* _Provided text_
=======

When to Use This Skill

  • Use when the user says "write me a LinkedIn post about X"
  • Use when the user has a topic and a rough angle but needs a hook and structure
  • Use when the user wants to pick from proven post formats instead of improvising
  • Use when a draft exists but the hook is weak and needs a formula-based rebuild
  • Not for replying to comments or optimizing profiles; this skill only drafts posts

How It Works

Step 1: Gather inputs

Collect: topic, angle, target audience (founders, operators, marketers), desired length (short 300-500, medium 900-1,300, or long 1,500-1,900 characters), and any raw material the user already has (numbers, anecdotes, names).

Step 2: Pick the formula by engagement goal first

Ask (or infer) what the post should earn, then shortlist:

Goal Earned by Formulas
Comments questions, contrarian takes, vulnerability F4 Time-Anchor Confession, F10 Contrarian + Receipts, F12 Permission Slip, F9 Curiosity-Gap
Reposts quotable maxims, tributes, "X isn't Y" distinctions F14 Named Gratitude, F2 R.I.P. Obituary, F8 Paid-vs-Free Reversal
Likes emotional stories, celebrations, status-strip F11 Emotional Cold-Open, F13 Bait-and-Switch Reversal, F16 Status-Strip Humility
Saves simplifications, exact how-to, frameworks F15 Explain-to-Kids, F7 Odd-Precision Money Ledger, F8 Paid-vs-Free Reversal

The full set of 16, with reference engagement:

Code Formula Reference Best for
F1 Platform Risk Anaphora 4,240 eng Category and platform-risk arguments
F2 R.I.P. Obituary 3,822 eng Era-ending claims, industry pivots
F3 Year-over-Year Pivot 494 eng, 3.74x baseline Identity shifts, founder reflection
F4 Time-Anchor Confession 1,519+ eng Vulnerability, voice reset
F5 Self-Proving Meta 1,082 eng, 435 comments Commitments and tests in public
F6 Comment-Gate Lead Magnet 717-3,008 eng List building (max once a month)

=======

* _Exercises to complete_
1. What character range does the LinkedIn post guide give for a medium-length post?
2. Carry on with the LinkedIn post guide from its last line.

* _Provided information_
=======

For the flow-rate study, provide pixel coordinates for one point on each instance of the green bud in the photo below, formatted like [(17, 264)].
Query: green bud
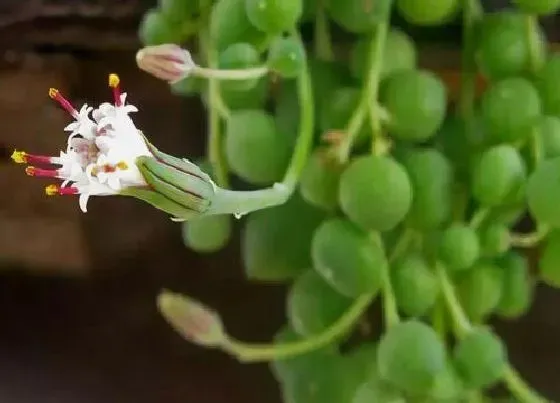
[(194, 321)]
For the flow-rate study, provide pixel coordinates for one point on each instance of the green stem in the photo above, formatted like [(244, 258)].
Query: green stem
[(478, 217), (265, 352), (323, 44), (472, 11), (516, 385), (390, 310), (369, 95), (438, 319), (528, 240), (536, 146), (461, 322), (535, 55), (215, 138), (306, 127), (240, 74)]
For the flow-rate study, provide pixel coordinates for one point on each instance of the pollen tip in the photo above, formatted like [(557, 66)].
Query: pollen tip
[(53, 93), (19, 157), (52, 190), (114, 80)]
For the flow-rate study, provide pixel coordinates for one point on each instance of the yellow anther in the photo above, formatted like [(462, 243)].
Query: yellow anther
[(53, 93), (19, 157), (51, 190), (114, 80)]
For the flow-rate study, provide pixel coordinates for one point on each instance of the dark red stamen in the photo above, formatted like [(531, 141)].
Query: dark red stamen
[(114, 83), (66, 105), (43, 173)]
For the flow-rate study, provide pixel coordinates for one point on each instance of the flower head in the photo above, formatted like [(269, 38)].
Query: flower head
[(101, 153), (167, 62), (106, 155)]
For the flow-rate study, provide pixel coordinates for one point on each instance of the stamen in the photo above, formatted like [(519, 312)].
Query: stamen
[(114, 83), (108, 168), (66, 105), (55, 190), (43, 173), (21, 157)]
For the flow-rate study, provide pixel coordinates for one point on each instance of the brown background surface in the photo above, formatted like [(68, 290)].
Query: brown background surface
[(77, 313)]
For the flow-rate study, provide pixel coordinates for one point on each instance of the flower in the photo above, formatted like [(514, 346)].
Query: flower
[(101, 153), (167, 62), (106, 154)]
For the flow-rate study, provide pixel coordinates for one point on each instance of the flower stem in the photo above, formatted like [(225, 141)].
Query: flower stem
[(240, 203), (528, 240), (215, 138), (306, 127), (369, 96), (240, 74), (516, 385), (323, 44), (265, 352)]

=======

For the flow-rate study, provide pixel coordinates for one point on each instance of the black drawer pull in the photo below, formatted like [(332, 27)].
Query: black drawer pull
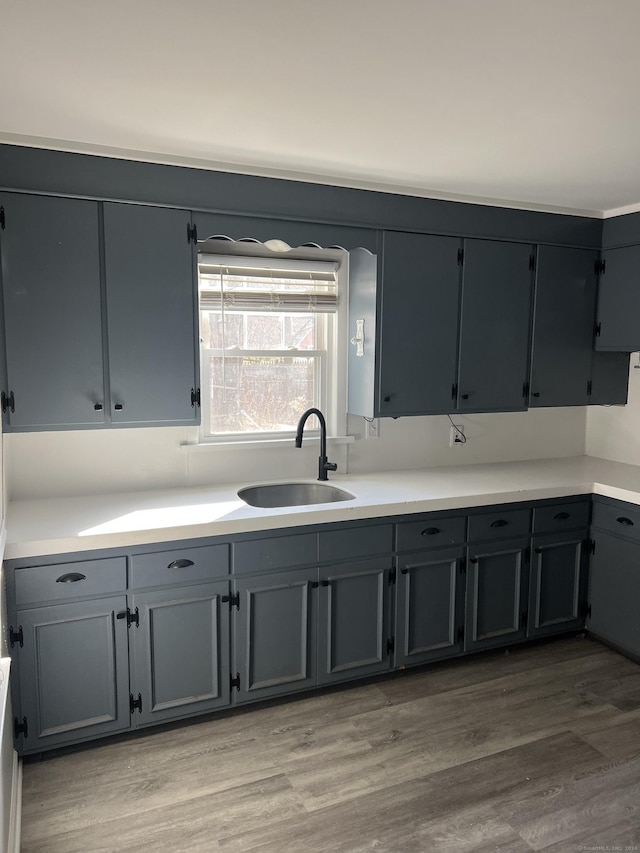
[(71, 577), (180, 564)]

=======

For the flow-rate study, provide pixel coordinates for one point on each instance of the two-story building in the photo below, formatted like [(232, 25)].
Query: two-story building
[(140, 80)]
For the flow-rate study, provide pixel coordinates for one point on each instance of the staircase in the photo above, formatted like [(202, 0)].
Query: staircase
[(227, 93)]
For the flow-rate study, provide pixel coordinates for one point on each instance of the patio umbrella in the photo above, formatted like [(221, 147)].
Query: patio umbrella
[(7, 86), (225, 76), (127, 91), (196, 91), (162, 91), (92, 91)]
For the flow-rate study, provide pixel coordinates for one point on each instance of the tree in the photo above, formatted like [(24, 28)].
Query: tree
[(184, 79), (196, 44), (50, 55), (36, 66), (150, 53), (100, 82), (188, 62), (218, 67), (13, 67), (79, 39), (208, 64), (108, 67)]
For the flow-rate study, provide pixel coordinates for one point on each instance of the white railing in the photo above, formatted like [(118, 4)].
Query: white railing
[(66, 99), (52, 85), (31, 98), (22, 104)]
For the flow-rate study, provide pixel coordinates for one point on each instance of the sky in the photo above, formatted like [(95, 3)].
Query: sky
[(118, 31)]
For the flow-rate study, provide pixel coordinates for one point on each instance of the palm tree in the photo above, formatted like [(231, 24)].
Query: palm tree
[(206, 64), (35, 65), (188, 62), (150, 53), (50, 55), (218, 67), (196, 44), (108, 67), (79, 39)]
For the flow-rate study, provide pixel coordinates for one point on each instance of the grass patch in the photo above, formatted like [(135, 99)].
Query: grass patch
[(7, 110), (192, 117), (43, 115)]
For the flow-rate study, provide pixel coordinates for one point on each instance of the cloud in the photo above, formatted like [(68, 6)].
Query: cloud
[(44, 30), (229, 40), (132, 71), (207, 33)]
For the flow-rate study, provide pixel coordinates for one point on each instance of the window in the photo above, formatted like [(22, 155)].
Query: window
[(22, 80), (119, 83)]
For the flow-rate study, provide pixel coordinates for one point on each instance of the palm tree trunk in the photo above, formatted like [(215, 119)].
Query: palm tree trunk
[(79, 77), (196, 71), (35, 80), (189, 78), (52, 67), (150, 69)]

=======

* _Answers to the exercises_
1. 900-1,300 characters.

2.
F7 Odd-Precision Money Ledger 1,755 eng, 9.4x baseline Build logs, cost breakdowns
F8 Paid-vs-Free Reversal 550 eng, 19.64x baseline Framework giveaways
F9 Curiosity-Gap Teaser 306 eng, 4.25x baseline Surprise and behind-the-scenes stories
F10 Contrarian + Historical Receipts 3,083 eng Sacred-cow takes backed by history
F11 Emotional Cold-Open high raw reach Real stories with emotional stakes
F12 Permission Slip comment-heavy Encouragement to a discouraged audience
F13 Bait-and-Switch Reversal high raw reach Bad-news framing that turns into an upgrade
F14 Named Gratitude / Tribute repost-heavy Thanking mentors, teams, departing colleagues
F15 Explain-to-Kids save-heavy Demystifying jargon into a reference post
F16 Status-Strip Humility like-heavy Senior voices trading prestige for warmth

Important caveat: F1-F10 references are engagement counts or format multipliers against the author's own baseline; F11-F16 references are raw corpus reach, often inflated by a famous author or a reshare. The two groups measure different things, so never rank formulas across groups by number.

The full skeletons for all 16 formulas are bundled with this skill in references/hook-formulas.md, along with per-formula warnings and the "Never do" list.

Step 3: Draft the post

Read the chosen formula's skeleton from the bundled references/hook-formulas.md and fill it with the user's voice and material, respecting the 2026 formatting rules:

  • Hook lands in the first 210 characters (before the "... see more" fold)
  • 900-1,300 characters is the sweet spot for text posts
  • Double line-breaks between ideas, never walls of text
  • 0-2 hashtags, placed at the end
  • No external links in the body (put links in the first comment)
  • Prefer "How I" over "How to": first-person experience hooks outperform generic instruction 2-3x
  • Put one specific number in the first sentence ($873.47 beats $900; 40,000 beats "a lot")

Step 4: Scrub AI tells

Before showing the draft: strip em dashes, AI vocabulary ("game-changer", "deep dive", "delve"), rule-of-three lists without receipts, and generic openers like "In today's fast-paced world". Add human fingerprints: at least one specific number, one named entity, and one first-person concrete detail per 100 words. Vary sentence length aggressively (mix 3-word and 25-word sentences).

Step 5: Present the result

Show the user: formula used, full draft, character count, and a suggested posting window (Tuesday to Thursday, 7:30-9:00 AM local time performs best for B2B audiences).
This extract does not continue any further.